EXERCISE DETAILS. Check each line of the data for "bench" and select those that have it.
=== RAW DATA ===
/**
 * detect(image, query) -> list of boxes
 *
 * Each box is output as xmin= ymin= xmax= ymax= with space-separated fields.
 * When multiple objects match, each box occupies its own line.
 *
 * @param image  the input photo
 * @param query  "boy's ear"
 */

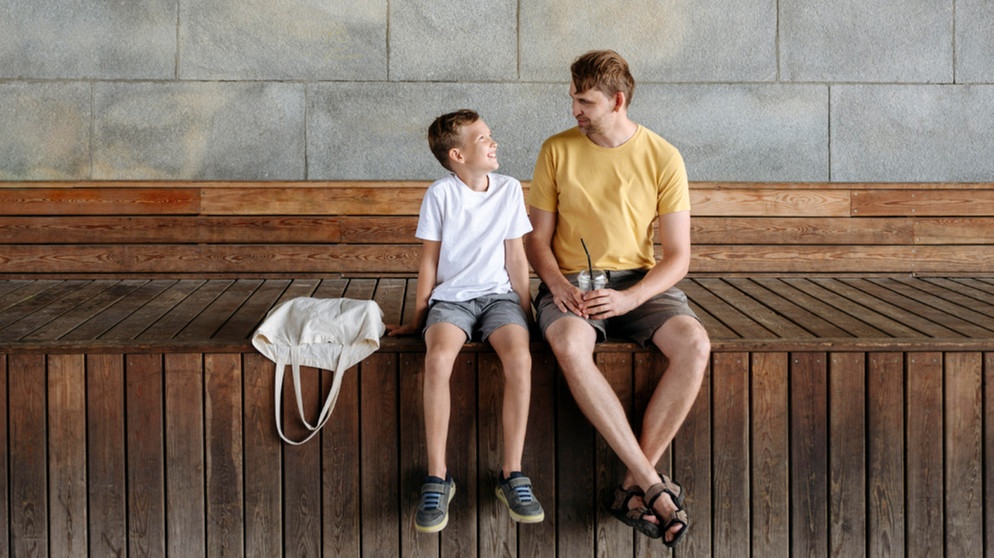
xmin=448 ymin=147 xmax=463 ymax=165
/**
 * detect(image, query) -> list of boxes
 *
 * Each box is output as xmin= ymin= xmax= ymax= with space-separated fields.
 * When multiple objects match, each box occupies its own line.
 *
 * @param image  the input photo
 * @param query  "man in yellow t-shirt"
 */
xmin=525 ymin=50 xmax=710 ymax=549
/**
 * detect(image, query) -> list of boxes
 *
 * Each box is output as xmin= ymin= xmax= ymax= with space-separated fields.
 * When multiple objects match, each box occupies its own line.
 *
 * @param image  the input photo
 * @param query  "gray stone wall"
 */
xmin=1 ymin=0 xmax=992 ymax=182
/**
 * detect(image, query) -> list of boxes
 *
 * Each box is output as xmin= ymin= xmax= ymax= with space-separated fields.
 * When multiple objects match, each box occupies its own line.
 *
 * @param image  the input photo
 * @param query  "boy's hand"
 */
xmin=385 ymin=323 xmax=419 ymax=337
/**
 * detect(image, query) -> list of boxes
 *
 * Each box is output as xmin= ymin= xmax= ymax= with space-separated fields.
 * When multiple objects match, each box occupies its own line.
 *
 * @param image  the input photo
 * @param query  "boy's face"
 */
xmin=452 ymin=118 xmax=499 ymax=173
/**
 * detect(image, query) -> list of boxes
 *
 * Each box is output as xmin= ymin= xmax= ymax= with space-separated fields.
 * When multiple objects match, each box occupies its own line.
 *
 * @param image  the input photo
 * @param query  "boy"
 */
xmin=387 ymin=109 xmax=544 ymax=533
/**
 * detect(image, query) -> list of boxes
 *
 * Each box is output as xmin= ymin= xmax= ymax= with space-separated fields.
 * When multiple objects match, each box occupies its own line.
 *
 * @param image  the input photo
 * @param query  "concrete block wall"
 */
xmin=1 ymin=0 xmax=992 ymax=182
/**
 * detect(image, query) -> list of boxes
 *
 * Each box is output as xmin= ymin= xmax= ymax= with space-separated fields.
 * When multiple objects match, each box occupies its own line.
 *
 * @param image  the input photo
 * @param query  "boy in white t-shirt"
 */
xmin=387 ymin=109 xmax=544 ymax=533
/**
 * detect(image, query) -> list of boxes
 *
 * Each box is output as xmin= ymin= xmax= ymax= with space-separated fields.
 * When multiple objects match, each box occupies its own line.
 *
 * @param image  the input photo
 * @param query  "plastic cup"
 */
xmin=578 ymin=269 xmax=608 ymax=292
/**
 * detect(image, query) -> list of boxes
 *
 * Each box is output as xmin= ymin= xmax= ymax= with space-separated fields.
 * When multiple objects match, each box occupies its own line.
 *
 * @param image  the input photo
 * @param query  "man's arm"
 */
xmin=583 ymin=210 xmax=692 ymax=320
xmin=524 ymin=207 xmax=586 ymax=317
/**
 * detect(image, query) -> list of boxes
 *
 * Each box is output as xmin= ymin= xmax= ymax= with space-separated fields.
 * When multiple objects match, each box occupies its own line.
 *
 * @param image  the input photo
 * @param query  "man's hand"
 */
xmin=549 ymin=281 xmax=587 ymax=318
xmin=579 ymin=288 xmax=639 ymax=320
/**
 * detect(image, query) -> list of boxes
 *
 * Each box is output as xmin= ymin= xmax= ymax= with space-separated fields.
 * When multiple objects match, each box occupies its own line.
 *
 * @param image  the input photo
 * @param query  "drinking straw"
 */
xmin=580 ymin=238 xmax=593 ymax=280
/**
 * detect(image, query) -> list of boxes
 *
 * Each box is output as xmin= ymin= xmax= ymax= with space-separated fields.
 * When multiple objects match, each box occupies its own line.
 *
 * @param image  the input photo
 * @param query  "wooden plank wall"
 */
xmin=3 ymin=348 xmax=991 ymax=557
xmin=1 ymin=181 xmax=993 ymax=276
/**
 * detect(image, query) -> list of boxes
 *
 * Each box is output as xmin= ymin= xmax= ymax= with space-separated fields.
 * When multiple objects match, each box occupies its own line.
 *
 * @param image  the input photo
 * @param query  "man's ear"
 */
xmin=613 ymin=91 xmax=626 ymax=112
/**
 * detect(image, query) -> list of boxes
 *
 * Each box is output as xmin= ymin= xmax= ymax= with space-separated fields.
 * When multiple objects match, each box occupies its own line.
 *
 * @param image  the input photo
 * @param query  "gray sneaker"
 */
xmin=495 ymin=472 xmax=545 ymax=523
xmin=416 ymin=475 xmax=455 ymax=533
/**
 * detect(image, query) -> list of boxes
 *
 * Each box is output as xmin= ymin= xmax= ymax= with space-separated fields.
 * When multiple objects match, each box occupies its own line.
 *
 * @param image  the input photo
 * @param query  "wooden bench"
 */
xmin=1 ymin=181 xmax=992 ymax=557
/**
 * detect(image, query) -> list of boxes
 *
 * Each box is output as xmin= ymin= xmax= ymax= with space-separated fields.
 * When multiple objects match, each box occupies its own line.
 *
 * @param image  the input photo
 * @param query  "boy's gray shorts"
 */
xmin=534 ymin=269 xmax=699 ymax=347
xmin=425 ymin=292 xmax=529 ymax=342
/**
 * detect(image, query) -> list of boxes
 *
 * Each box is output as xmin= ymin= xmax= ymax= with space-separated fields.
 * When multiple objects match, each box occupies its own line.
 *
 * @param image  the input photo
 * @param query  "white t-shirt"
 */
xmin=416 ymin=173 xmax=532 ymax=303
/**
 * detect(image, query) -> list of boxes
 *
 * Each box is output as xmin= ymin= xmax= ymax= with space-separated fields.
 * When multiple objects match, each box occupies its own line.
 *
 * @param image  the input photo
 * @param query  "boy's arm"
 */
xmin=386 ymin=240 xmax=439 ymax=336
xmin=504 ymin=236 xmax=533 ymax=321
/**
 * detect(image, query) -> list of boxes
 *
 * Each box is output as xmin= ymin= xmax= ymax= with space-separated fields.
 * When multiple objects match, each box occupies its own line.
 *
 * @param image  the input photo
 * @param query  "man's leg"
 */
xmin=623 ymin=315 xmax=709 ymax=481
xmin=545 ymin=316 xmax=661 ymax=491
xmin=620 ymin=314 xmax=709 ymax=541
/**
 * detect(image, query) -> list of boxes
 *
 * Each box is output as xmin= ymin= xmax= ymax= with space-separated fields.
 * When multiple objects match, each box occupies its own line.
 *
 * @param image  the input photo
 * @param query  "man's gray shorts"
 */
xmin=425 ymin=292 xmax=529 ymax=342
xmin=534 ymin=269 xmax=699 ymax=347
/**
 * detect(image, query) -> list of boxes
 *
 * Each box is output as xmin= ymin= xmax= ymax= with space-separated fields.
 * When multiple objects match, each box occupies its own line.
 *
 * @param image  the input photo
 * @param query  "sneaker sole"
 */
xmin=495 ymin=486 xmax=545 ymax=523
xmin=416 ymin=483 xmax=456 ymax=534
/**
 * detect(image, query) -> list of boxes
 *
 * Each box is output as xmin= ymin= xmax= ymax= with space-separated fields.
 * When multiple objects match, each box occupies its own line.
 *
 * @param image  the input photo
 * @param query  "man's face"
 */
xmin=570 ymin=81 xmax=616 ymax=136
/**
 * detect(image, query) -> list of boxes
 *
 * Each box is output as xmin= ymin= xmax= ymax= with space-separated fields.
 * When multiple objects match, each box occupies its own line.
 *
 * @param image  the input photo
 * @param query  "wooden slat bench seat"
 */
xmin=1 ymin=180 xmax=993 ymax=557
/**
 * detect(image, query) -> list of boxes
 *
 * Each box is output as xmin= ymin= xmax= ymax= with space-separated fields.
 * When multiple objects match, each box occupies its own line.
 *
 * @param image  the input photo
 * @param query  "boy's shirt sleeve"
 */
xmin=506 ymin=179 xmax=533 ymax=239
xmin=414 ymin=184 xmax=442 ymax=241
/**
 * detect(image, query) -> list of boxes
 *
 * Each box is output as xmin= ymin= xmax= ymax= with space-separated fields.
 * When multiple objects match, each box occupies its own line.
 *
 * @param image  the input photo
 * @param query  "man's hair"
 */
xmin=427 ymin=109 xmax=479 ymax=170
xmin=570 ymin=50 xmax=635 ymax=107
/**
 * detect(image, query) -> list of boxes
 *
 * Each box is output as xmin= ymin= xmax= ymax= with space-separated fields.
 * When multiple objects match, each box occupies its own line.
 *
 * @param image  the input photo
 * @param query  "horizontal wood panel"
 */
xmin=0 ymin=216 xmax=342 ymax=244
xmin=0 ymin=245 xmax=420 ymax=274
xmin=689 ymin=189 xmax=851 ymax=217
xmin=852 ymin=190 xmax=994 ymax=217
xmin=0 ymin=188 xmax=200 ymax=216
xmin=692 ymin=216 xmax=914 ymax=245
xmin=3 ymin=244 xmax=994 ymax=275
xmin=200 ymin=187 xmax=427 ymax=215
xmin=914 ymin=218 xmax=994 ymax=244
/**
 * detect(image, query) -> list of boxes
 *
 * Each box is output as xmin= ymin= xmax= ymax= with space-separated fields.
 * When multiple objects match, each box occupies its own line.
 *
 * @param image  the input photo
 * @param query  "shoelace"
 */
xmin=511 ymin=483 xmax=534 ymax=503
xmin=421 ymin=491 xmax=444 ymax=510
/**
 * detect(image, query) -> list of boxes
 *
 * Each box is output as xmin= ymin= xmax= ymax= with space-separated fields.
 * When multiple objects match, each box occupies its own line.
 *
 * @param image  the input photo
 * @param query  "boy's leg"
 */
xmin=423 ymin=322 xmax=467 ymax=478
xmin=486 ymin=323 xmax=532 ymax=474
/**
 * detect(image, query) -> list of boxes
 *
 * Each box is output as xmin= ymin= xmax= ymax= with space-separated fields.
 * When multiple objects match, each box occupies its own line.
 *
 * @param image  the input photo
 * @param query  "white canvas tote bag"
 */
xmin=252 ymin=297 xmax=385 ymax=445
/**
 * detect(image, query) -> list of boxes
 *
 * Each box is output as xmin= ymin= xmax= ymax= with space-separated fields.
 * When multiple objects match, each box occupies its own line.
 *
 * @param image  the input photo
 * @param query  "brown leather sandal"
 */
xmin=645 ymin=482 xmax=688 ymax=548
xmin=607 ymin=485 xmax=662 ymax=539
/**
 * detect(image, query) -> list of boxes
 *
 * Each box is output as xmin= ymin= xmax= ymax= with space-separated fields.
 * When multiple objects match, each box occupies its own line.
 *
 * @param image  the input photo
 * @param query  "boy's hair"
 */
xmin=570 ymin=50 xmax=635 ymax=108
xmin=428 ymin=109 xmax=480 ymax=170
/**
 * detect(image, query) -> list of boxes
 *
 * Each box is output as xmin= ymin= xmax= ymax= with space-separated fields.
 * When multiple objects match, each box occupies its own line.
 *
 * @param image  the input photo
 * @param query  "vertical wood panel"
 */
xmin=477 ymin=352 xmax=516 ymax=558
xmin=282 ymin=364 xmax=321 ymax=557
xmin=986 ymin=352 xmax=994 ymax=558
xmin=520 ymin=351 xmax=558 ymax=557
xmin=360 ymin=352 xmax=401 ymax=557
xmin=322 ymin=362 xmax=361 ymax=557
xmin=441 ymin=353 xmax=478 ymax=557
xmin=48 ymin=354 xmax=88 ymax=558
xmin=0 ymin=355 xmax=7 ymax=555
xmin=674 ymin=352 xmax=711 ymax=557
xmin=829 ymin=352 xmax=866 ymax=556
xmin=595 ymin=352 xmax=634 ymax=558
xmin=751 ymin=352 xmax=789 ymax=556
xmin=633 ymin=351 xmax=668 ymax=558
xmin=9 ymin=354 xmax=47 ymax=557
xmin=944 ymin=352 xmax=984 ymax=556
xmin=790 ymin=352 xmax=829 ymax=557
xmin=164 ymin=353 xmax=206 ymax=557
xmin=243 ymin=353 xmax=283 ymax=558
xmin=556 ymin=358 xmax=596 ymax=557
xmin=906 ymin=353 xmax=944 ymax=555
xmin=398 ymin=352 xmax=437 ymax=557
xmin=206 ymin=353 xmax=245 ymax=557
xmin=126 ymin=353 xmax=166 ymax=557
xmin=867 ymin=353 xmax=905 ymax=558
xmin=712 ymin=352 xmax=750 ymax=557
xmin=87 ymin=354 xmax=127 ymax=556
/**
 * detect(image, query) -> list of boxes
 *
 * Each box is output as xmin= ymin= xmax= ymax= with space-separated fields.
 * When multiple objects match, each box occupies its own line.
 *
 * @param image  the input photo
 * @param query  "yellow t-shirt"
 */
xmin=528 ymin=125 xmax=690 ymax=273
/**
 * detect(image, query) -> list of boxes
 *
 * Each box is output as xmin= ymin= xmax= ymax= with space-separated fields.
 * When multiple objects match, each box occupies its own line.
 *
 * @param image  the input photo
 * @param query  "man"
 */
xmin=524 ymin=50 xmax=710 ymax=548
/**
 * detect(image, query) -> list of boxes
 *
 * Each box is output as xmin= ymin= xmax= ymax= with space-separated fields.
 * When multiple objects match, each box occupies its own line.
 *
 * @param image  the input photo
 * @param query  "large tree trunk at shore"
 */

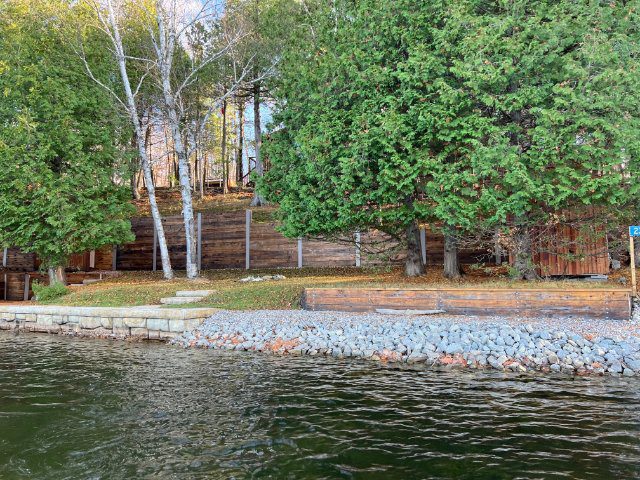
===
ANSWER SPACE.
 * @param query  "wooden bench"
 * @param query  "wooden slat bench seat"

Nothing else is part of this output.